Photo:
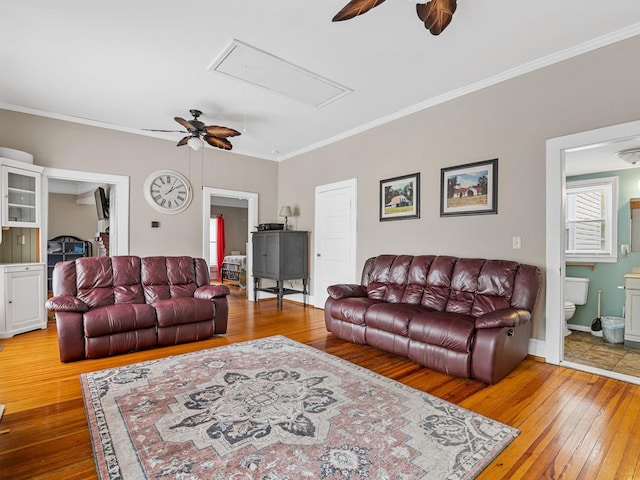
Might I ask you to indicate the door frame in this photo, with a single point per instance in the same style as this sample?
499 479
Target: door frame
252 219
556 196
352 185
118 208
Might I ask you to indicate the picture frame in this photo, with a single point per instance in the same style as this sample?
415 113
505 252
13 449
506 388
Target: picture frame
400 197
469 189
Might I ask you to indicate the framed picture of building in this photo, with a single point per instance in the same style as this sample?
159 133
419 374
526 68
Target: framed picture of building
470 189
400 197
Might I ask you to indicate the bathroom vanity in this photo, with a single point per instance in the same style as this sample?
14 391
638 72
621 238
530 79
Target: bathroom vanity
632 309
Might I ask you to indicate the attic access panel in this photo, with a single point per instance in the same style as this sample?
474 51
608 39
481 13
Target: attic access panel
249 64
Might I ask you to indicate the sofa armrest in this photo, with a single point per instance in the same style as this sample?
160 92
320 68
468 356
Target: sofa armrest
505 317
209 292
66 303
346 290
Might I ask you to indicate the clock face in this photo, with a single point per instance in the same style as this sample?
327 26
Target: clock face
168 191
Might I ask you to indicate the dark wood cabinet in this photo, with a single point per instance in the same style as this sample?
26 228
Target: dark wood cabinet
281 255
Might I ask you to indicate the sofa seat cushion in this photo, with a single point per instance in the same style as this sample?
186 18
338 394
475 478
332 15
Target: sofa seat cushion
181 311
123 317
444 329
352 310
393 317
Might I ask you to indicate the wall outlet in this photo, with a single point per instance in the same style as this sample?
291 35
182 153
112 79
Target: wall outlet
516 242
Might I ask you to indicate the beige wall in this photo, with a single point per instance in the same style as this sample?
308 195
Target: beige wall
66 145
510 121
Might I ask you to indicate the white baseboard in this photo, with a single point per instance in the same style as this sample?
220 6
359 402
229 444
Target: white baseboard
538 348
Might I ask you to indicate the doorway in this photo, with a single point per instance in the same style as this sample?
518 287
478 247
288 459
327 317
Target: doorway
557 149
335 238
118 207
248 198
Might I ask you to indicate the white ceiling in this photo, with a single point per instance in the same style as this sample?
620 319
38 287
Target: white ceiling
133 65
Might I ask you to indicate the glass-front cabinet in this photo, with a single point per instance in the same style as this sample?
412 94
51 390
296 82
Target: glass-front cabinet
21 197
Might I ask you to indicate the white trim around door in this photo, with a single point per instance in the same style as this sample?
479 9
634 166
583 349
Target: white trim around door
252 220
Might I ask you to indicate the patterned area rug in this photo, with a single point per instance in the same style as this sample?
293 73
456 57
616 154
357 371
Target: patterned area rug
275 409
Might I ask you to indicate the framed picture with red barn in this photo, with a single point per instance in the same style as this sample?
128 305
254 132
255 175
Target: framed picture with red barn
470 189
400 197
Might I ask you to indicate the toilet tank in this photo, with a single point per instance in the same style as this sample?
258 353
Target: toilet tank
576 290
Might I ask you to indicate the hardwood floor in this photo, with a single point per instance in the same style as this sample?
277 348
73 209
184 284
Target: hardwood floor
574 424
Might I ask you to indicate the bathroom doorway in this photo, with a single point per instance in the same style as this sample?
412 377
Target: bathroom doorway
558 150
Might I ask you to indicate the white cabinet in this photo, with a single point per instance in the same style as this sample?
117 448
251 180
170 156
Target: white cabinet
632 309
21 298
21 194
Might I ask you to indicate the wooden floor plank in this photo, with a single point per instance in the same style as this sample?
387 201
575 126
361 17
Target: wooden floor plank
573 424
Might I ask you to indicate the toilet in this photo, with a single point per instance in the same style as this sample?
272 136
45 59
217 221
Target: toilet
576 291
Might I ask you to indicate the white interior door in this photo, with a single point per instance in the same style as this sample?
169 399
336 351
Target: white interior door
335 238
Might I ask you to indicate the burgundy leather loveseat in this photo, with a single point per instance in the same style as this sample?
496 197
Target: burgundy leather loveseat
111 305
468 317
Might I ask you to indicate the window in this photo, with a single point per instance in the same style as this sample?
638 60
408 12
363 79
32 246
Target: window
591 220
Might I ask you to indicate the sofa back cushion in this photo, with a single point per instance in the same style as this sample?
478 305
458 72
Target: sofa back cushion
469 286
105 281
102 281
168 277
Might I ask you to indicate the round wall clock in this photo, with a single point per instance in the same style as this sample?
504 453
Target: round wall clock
168 191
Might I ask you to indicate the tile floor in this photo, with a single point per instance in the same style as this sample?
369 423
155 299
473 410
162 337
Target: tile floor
587 349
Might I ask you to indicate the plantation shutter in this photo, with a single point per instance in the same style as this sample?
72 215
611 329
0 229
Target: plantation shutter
590 219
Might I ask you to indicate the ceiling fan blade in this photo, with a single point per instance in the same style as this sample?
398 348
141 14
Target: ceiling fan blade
221 131
222 143
436 14
165 131
186 124
355 8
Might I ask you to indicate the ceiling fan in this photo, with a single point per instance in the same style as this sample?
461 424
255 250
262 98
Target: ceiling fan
198 133
435 14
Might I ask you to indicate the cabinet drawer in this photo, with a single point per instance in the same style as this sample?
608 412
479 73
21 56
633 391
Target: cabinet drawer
23 268
632 283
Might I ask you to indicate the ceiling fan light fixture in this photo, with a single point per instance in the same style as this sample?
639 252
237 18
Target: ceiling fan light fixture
632 155
195 143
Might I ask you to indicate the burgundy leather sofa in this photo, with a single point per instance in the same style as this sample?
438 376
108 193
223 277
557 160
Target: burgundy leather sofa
111 305
468 317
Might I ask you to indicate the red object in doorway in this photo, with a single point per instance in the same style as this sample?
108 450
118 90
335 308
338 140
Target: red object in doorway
220 244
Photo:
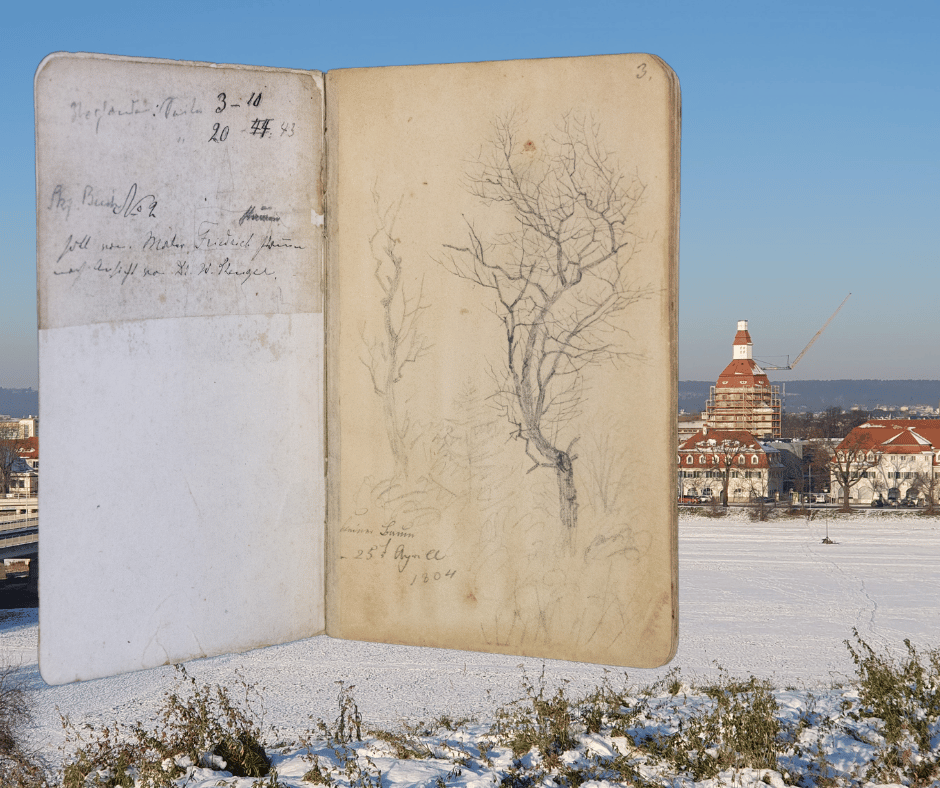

..............................

Task brief
Count the lines of the records that contain the string "light", matching case exactly, and give only the number.

Finished exercise
2